_Work instructions_: Could you reproduce verbatim the lines in the records below, from the line containing "the flower bud" through the line containing "column 1161, row 828", including both of those lines?

_Source data_:
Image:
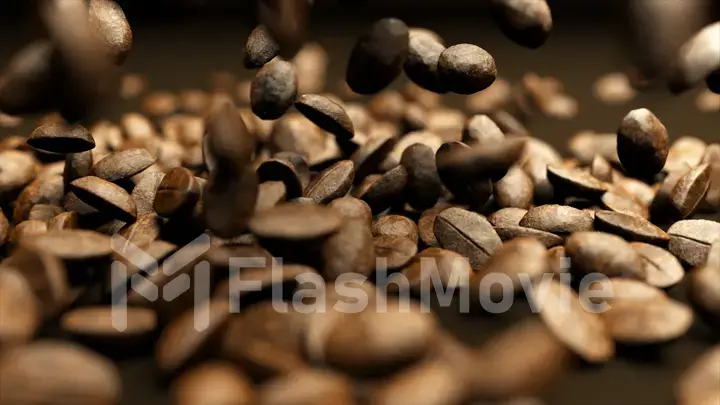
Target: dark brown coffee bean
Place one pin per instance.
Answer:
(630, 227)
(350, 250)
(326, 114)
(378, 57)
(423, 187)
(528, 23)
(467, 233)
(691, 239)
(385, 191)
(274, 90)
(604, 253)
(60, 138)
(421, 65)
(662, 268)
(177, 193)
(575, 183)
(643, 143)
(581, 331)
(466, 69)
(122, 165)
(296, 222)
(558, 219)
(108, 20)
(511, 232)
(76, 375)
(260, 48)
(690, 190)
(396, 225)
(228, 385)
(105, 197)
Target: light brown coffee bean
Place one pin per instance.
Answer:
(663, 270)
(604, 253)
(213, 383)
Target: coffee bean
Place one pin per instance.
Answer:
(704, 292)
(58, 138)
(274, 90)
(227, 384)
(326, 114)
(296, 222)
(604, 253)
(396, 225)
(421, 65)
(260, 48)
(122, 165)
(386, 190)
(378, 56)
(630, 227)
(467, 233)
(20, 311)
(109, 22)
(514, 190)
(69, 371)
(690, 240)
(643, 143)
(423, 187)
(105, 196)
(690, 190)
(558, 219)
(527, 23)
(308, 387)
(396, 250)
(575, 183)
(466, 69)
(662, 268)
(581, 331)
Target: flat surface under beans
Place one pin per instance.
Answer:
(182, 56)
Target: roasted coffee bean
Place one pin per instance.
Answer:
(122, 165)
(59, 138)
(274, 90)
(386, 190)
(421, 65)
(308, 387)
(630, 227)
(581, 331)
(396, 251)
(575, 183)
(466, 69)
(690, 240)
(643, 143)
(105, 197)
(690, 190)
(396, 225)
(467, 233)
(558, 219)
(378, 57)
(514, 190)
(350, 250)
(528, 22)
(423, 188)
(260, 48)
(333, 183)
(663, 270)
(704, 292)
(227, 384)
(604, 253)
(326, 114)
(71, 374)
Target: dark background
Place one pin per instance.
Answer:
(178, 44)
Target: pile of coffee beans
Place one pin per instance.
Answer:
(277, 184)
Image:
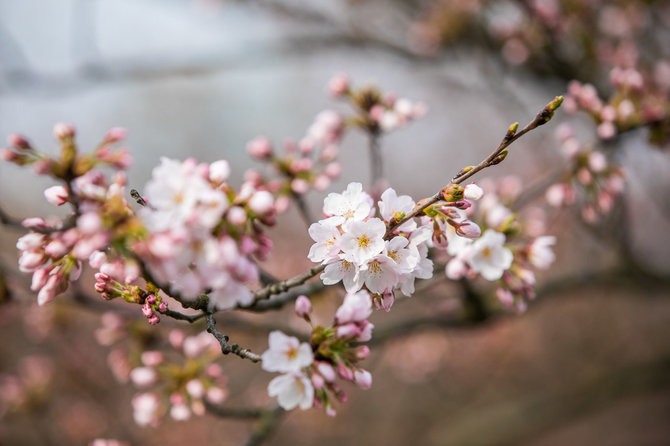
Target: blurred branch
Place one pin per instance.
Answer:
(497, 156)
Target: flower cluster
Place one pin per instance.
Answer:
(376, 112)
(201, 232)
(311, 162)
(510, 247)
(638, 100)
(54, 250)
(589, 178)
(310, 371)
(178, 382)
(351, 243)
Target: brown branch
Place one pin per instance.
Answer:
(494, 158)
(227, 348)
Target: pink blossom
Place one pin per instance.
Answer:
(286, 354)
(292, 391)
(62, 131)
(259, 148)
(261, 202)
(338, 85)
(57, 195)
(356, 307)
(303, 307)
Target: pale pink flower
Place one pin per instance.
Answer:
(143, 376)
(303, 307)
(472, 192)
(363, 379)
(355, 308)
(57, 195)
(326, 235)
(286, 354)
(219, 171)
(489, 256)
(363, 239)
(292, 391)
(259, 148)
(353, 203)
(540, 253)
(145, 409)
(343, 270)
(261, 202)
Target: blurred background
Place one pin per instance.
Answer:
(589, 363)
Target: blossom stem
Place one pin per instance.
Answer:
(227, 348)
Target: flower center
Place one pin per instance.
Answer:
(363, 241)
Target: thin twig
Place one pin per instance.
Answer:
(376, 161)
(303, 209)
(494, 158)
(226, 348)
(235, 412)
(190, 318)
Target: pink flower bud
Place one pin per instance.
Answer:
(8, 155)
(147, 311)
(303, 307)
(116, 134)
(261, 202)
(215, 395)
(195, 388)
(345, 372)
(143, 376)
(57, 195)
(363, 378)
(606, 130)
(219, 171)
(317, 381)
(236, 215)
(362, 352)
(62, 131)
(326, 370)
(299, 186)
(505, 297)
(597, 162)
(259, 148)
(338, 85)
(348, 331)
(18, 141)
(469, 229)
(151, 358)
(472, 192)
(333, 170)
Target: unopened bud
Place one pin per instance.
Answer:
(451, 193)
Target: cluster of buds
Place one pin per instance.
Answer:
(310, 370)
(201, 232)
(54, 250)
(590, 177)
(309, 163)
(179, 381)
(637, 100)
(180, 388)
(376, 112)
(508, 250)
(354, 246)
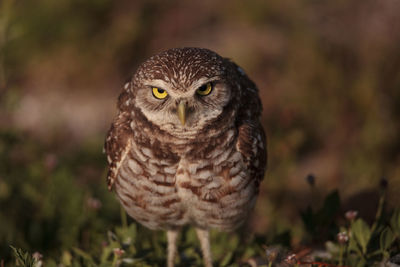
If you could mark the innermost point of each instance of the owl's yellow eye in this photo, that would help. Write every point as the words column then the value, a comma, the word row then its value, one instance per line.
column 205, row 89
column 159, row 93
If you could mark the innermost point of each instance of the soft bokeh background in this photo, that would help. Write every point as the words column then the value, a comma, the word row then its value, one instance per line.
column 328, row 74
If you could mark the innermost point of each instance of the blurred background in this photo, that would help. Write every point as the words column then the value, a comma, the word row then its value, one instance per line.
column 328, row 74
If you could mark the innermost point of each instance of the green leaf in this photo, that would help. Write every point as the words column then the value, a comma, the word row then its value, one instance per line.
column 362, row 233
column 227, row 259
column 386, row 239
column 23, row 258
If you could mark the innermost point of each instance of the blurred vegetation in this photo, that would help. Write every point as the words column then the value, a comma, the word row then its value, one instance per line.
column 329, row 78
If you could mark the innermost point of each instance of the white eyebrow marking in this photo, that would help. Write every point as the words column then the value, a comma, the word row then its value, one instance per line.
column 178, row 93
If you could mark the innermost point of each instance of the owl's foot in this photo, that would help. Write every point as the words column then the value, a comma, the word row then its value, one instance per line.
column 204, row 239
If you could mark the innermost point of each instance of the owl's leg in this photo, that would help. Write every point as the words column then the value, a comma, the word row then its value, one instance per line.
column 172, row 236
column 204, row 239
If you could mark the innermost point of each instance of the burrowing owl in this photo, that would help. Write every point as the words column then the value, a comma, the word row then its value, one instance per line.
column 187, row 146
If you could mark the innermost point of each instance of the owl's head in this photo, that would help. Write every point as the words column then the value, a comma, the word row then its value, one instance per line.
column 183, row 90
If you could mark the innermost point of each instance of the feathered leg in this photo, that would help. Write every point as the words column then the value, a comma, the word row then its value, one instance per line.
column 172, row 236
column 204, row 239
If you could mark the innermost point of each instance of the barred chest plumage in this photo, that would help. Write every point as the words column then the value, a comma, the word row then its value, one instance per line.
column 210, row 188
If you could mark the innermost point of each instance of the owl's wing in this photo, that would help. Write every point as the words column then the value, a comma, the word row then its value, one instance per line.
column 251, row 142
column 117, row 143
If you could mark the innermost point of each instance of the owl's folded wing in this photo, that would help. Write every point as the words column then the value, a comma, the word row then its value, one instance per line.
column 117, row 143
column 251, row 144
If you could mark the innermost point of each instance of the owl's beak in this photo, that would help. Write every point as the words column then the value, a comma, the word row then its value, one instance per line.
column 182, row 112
--
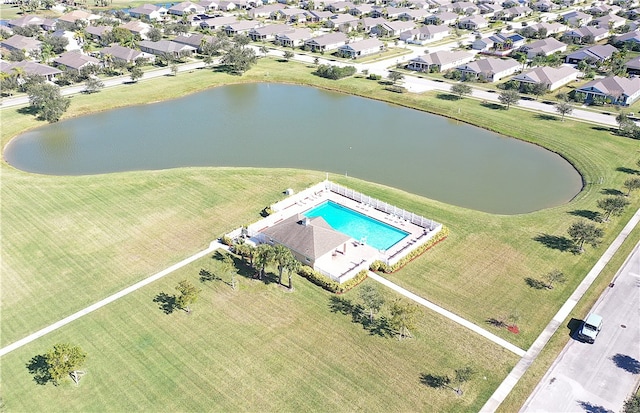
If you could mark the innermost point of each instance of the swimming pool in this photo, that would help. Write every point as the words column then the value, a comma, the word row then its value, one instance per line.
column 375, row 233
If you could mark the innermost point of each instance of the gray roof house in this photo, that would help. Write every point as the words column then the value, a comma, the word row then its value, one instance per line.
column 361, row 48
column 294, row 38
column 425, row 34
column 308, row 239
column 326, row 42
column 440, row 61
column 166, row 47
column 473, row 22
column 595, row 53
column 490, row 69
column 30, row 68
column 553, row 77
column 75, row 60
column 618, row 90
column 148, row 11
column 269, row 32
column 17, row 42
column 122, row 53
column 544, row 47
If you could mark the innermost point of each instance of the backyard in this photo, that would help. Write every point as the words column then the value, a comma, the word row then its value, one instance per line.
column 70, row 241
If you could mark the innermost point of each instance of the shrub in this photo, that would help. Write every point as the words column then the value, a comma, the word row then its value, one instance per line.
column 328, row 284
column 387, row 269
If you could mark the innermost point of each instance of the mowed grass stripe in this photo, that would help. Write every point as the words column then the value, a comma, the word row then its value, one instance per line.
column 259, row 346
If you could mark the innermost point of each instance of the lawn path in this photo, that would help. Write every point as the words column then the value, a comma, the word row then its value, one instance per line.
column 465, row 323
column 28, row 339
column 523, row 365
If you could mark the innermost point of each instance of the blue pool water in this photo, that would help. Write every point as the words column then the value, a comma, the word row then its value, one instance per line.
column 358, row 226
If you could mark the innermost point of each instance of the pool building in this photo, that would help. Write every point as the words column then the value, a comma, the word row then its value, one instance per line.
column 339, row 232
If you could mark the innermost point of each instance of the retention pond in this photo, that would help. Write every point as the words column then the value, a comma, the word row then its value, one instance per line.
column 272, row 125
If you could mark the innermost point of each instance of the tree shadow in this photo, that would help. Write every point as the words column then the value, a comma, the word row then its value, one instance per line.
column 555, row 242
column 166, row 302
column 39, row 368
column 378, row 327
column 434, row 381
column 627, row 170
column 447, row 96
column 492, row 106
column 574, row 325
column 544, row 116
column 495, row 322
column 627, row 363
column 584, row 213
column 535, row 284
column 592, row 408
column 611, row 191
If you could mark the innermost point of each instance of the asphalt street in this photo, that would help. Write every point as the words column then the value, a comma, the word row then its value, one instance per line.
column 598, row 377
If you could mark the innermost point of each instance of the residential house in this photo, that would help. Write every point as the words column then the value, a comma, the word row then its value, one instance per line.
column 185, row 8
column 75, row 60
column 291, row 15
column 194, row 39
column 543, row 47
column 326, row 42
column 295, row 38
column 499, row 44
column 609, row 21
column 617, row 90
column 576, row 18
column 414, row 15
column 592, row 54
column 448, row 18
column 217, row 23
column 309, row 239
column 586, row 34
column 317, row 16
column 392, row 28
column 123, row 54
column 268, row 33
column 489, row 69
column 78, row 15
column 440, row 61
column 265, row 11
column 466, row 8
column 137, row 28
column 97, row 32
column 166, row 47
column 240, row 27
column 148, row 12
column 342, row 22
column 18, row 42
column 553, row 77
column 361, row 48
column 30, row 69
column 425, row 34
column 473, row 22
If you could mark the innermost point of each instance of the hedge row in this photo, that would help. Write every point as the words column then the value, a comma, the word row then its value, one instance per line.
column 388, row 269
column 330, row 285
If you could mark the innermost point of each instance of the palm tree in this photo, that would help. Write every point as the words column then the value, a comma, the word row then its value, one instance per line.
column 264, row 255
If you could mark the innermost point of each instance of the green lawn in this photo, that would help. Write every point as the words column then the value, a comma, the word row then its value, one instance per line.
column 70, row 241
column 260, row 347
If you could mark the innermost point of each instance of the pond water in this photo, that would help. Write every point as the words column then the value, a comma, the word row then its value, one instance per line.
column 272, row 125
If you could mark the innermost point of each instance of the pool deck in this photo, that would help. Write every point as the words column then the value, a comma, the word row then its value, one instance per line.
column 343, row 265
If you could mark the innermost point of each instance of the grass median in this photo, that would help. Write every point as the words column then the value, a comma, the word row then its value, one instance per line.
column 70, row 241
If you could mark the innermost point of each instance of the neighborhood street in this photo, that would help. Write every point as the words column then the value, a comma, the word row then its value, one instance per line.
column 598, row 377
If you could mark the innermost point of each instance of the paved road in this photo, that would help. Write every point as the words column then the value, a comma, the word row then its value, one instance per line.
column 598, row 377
--
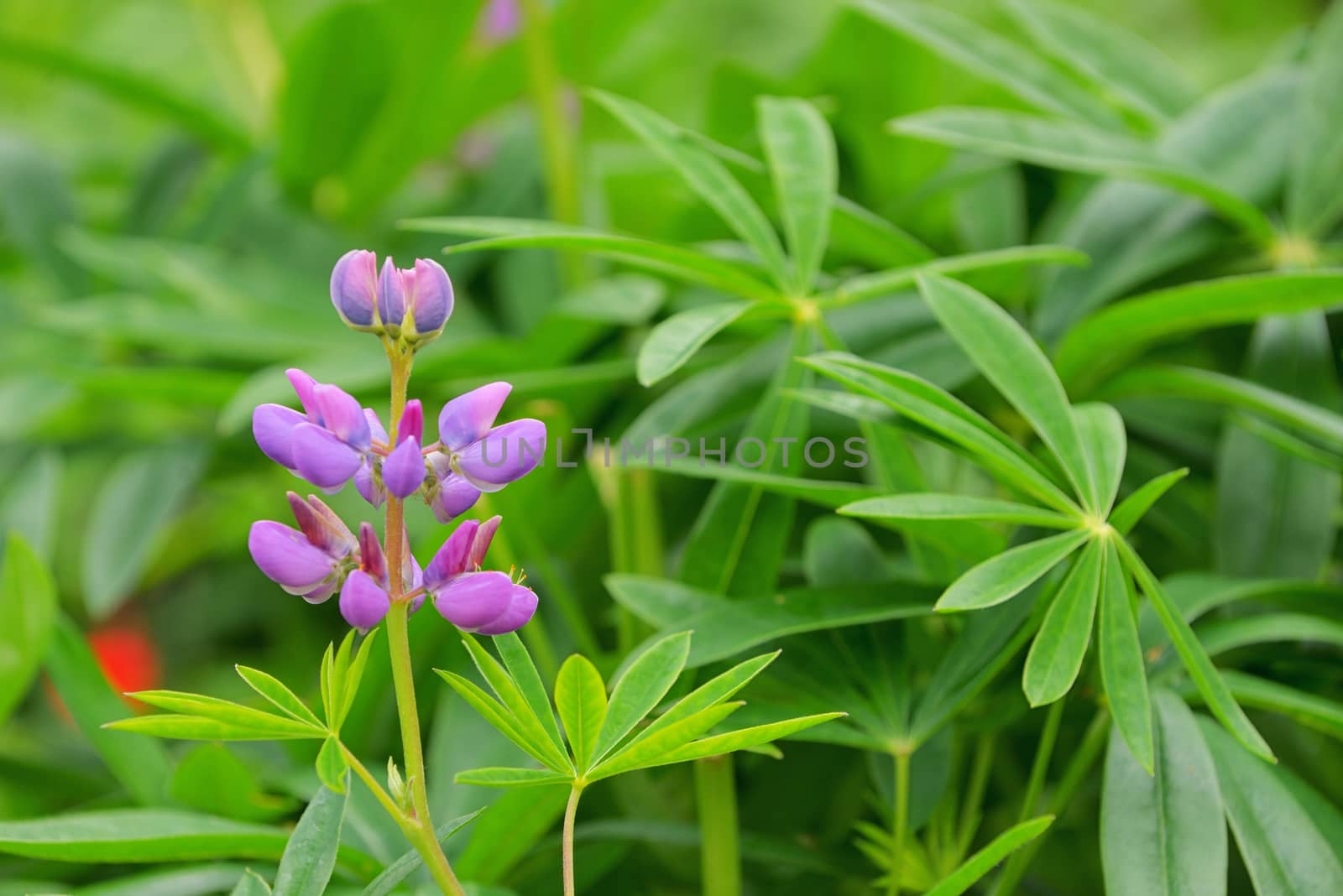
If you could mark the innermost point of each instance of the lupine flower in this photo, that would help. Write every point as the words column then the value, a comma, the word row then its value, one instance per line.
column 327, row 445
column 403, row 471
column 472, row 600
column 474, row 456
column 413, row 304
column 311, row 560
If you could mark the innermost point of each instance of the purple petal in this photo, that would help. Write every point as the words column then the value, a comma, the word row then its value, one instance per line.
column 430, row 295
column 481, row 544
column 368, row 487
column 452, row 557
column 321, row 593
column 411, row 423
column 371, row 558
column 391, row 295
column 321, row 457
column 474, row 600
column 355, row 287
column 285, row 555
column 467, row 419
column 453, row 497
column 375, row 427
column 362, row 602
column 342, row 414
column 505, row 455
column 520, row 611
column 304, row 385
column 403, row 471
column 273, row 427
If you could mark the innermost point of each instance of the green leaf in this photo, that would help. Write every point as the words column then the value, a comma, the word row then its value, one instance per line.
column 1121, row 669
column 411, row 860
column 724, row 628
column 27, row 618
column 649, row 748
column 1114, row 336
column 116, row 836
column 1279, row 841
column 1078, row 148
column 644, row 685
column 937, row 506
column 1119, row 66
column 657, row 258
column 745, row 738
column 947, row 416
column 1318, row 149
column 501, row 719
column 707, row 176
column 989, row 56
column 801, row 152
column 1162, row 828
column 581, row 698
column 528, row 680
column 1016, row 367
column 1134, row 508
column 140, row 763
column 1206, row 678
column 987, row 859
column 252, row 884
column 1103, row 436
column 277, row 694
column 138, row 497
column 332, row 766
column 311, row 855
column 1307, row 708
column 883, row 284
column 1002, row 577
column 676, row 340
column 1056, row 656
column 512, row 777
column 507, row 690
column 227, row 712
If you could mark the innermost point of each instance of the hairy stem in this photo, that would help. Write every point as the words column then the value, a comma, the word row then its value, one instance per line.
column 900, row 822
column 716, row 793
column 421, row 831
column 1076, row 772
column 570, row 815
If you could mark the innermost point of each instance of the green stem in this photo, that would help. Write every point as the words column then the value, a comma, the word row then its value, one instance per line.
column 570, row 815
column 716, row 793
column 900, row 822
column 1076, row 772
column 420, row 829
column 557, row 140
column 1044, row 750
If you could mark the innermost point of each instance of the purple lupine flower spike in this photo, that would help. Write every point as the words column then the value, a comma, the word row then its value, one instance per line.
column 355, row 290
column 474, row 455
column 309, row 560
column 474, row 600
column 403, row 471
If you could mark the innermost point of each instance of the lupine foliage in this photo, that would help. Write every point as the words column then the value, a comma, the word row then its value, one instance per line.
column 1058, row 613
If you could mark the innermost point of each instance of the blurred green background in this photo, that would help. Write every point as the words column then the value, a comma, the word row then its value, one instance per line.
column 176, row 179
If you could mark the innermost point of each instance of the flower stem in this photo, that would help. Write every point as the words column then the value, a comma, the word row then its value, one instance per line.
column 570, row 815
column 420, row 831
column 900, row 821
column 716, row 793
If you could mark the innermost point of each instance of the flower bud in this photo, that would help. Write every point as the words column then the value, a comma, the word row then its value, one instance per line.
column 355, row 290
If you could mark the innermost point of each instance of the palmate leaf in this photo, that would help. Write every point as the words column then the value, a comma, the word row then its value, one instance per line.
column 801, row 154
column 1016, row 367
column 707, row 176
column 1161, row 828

_Exercise response_:
If you could mark the innermost point of each instance of the flower bud in this photo, that would help. Write every point as the words column then the value, a comma, the word row then its value, one instance per line.
column 355, row 290
If you could mark the innermost point of each instance of the palmate leaf in this photo, that would help. Write every point as the words column then the value, a comma, the word row then its value, one instance per line.
column 801, row 154
column 1016, row 367
column 707, row 176
column 1161, row 828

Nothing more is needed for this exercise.